[Opening READING PASSAGE section]

Within the context of increased wildfire vulnerability in both Australia and California, this session will examine ways each builds resilience within communities vulnerable to wildfire. Through both theoretical and practice-based lenses, the panel will discuss topics ranging between social capital, stewardship and management practices, WUI policies, insurance, and infrastructure.

Learning objectives:

  • Gain knowledge of wildfire adaptation and resilient infrastructure planning within the Wildland Urban Interface.
  • Understand of the specific history and causation of Australian bushfires, their parallels with and differences from California wildfires, and the resources, knowledge, practices, and technologies shared between the two.
  • Gain knowledge of risk management, land stewardship, and insurance structures as they relate to establishing resilient and equitable communities within fire adapted landscapes
  • Gain an understanding of the Fire Adaptive Communities, Fire Safe Councils, and the role of social capital in establishing cultural resiliency.

[Closing READING PASSAGE section]
[Opening STORED DATA section]

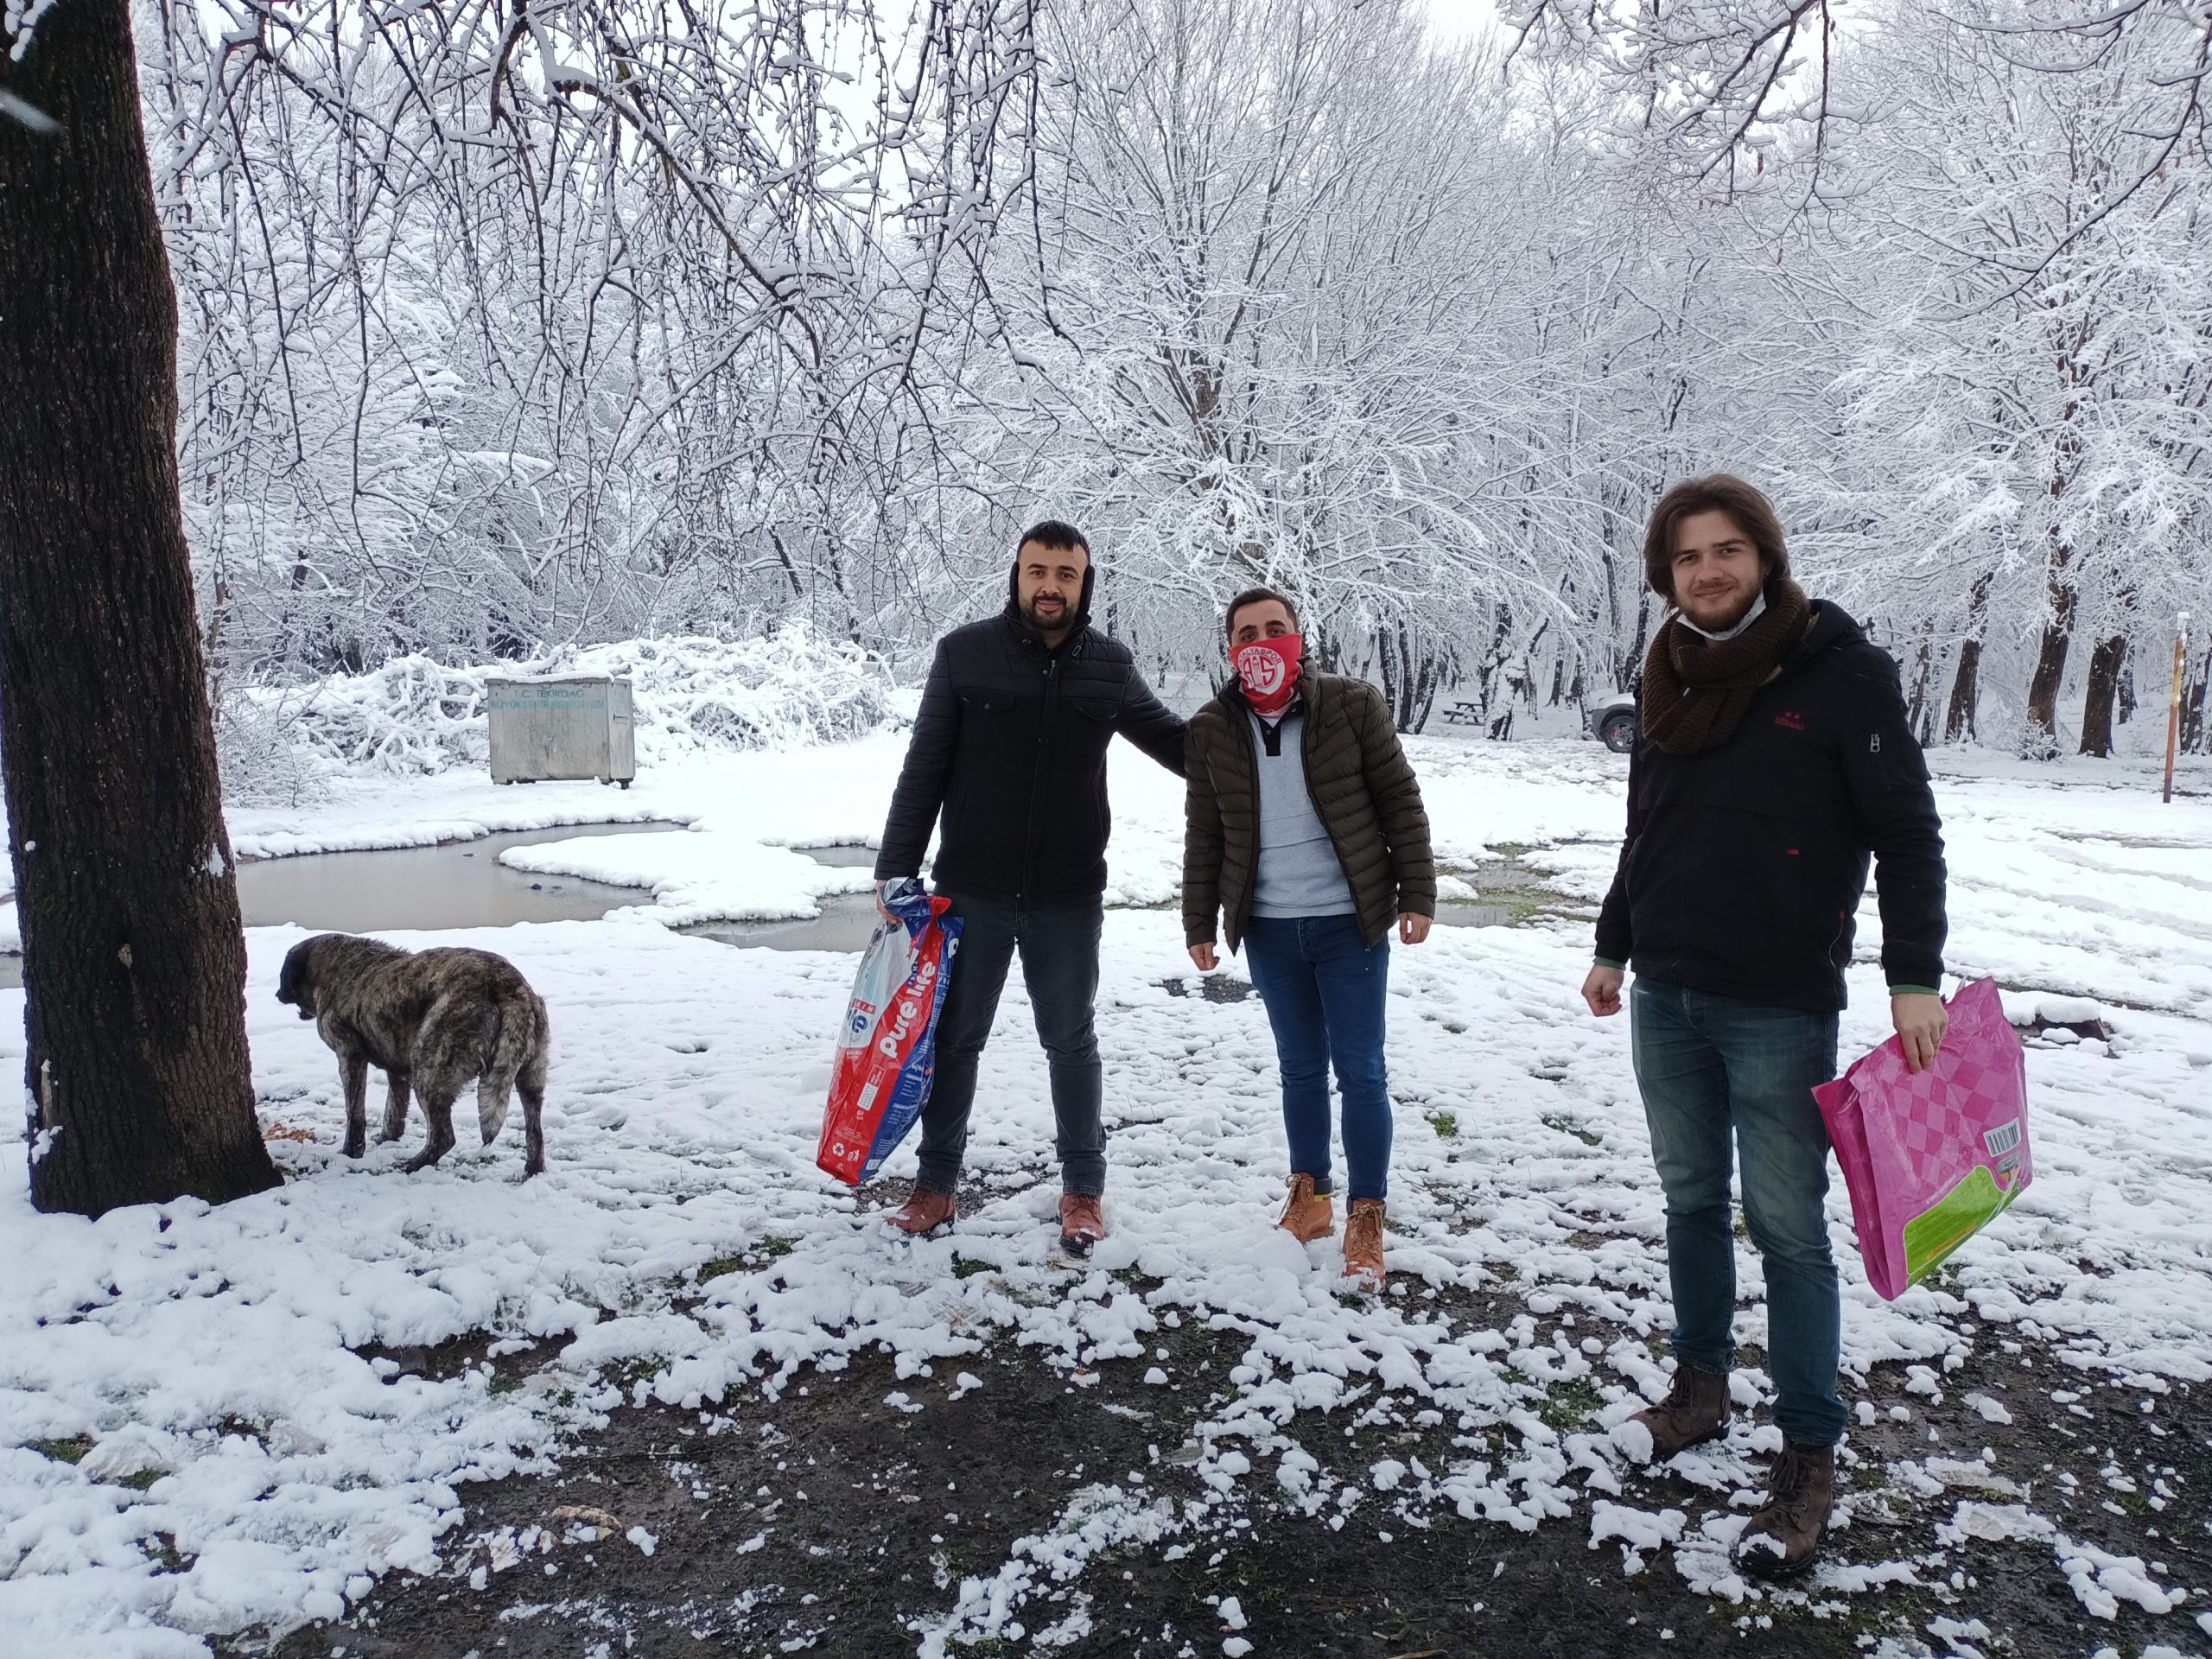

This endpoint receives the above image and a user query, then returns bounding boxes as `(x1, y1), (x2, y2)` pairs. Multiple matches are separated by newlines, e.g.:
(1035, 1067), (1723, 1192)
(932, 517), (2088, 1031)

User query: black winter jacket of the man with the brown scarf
(1597, 601), (1944, 1013)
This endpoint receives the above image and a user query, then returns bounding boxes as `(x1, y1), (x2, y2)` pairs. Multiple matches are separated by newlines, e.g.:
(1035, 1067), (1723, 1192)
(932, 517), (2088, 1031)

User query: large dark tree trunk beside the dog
(0, 0), (276, 1214)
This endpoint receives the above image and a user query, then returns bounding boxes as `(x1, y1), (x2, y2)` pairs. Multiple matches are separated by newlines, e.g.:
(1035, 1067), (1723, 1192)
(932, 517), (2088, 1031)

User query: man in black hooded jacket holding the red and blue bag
(876, 520), (1184, 1255)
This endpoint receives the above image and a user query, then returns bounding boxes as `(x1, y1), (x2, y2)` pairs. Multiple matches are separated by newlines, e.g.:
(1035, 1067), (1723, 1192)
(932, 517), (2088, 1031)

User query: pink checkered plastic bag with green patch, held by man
(1812, 980), (2035, 1300)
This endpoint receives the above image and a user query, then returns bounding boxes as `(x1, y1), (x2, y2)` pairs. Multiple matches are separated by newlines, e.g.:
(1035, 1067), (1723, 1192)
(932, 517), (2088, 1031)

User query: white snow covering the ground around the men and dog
(0, 736), (2212, 1655)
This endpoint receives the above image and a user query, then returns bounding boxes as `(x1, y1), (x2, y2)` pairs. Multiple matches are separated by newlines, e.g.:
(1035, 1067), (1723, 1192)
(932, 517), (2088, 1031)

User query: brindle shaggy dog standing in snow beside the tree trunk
(276, 933), (546, 1177)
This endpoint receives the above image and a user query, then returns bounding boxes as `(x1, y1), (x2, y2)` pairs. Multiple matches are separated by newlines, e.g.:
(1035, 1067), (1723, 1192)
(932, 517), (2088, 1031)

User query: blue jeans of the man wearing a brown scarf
(1628, 976), (1842, 1446)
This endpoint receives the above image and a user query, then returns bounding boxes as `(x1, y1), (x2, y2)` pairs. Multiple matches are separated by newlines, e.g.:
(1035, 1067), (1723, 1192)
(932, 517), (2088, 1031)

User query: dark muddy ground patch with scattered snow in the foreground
(224, 1211), (2212, 1659)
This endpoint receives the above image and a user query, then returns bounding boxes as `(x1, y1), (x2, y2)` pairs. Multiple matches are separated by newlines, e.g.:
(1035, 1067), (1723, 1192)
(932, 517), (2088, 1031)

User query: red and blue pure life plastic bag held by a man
(814, 876), (960, 1185)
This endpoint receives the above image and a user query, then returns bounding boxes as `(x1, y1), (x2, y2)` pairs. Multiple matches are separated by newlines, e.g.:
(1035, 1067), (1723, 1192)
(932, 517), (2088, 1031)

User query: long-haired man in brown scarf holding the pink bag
(1581, 474), (1944, 1575)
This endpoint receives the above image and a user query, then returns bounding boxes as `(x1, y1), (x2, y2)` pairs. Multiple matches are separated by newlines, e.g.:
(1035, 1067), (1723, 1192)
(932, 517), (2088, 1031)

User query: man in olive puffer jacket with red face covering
(1184, 588), (1435, 1287)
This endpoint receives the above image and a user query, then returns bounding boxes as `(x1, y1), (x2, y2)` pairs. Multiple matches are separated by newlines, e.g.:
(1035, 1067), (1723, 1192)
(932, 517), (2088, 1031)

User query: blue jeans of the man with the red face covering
(1245, 916), (1391, 1199)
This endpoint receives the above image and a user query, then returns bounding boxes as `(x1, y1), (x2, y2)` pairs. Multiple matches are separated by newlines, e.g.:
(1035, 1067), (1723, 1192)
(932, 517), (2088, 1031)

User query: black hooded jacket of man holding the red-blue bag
(876, 566), (1184, 907)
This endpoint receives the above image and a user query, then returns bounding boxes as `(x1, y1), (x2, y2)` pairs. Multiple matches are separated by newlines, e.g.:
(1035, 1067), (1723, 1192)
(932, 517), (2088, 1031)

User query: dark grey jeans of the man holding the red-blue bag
(916, 889), (1106, 1197)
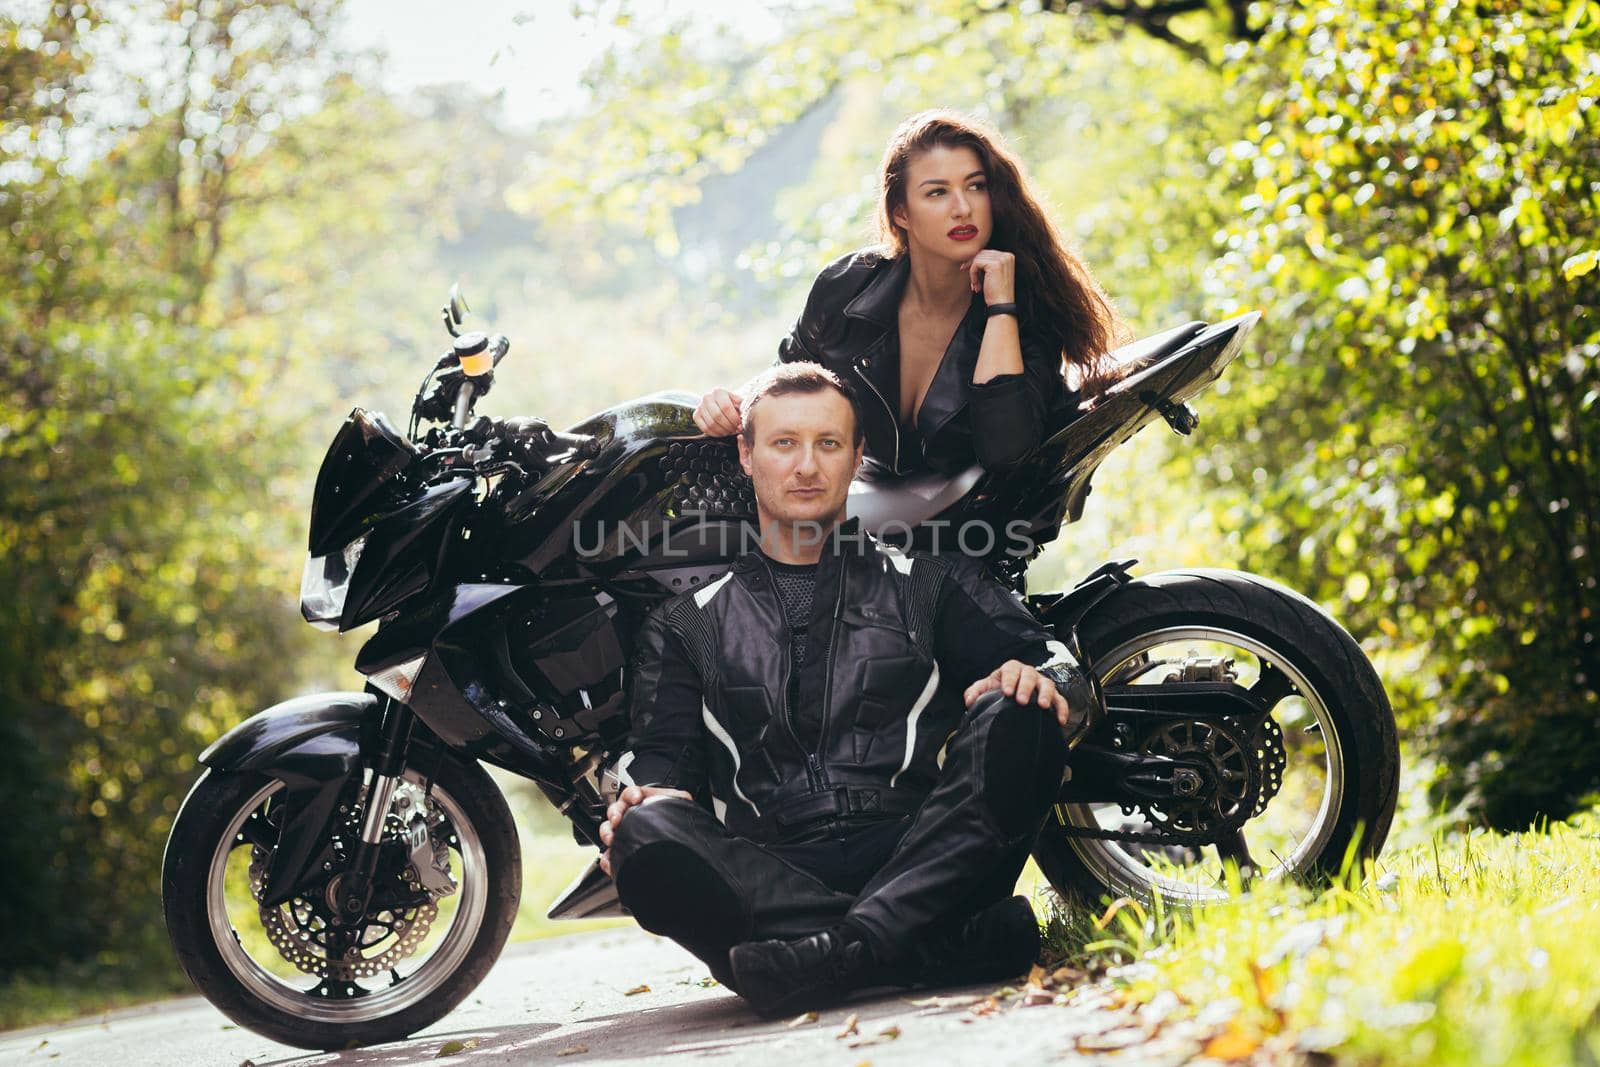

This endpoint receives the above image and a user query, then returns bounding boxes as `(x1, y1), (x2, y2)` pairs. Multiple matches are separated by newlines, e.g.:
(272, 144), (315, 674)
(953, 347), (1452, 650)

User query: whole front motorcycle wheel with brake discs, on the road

[Closing STORED DATA section]

_YOUR TASK_
According to the wildfire session description, which two places are compared in terms of increased wildfire vulnerability? These entries were drawn from a separate source.

_RESULT OF THIS TASK_
Australia and California.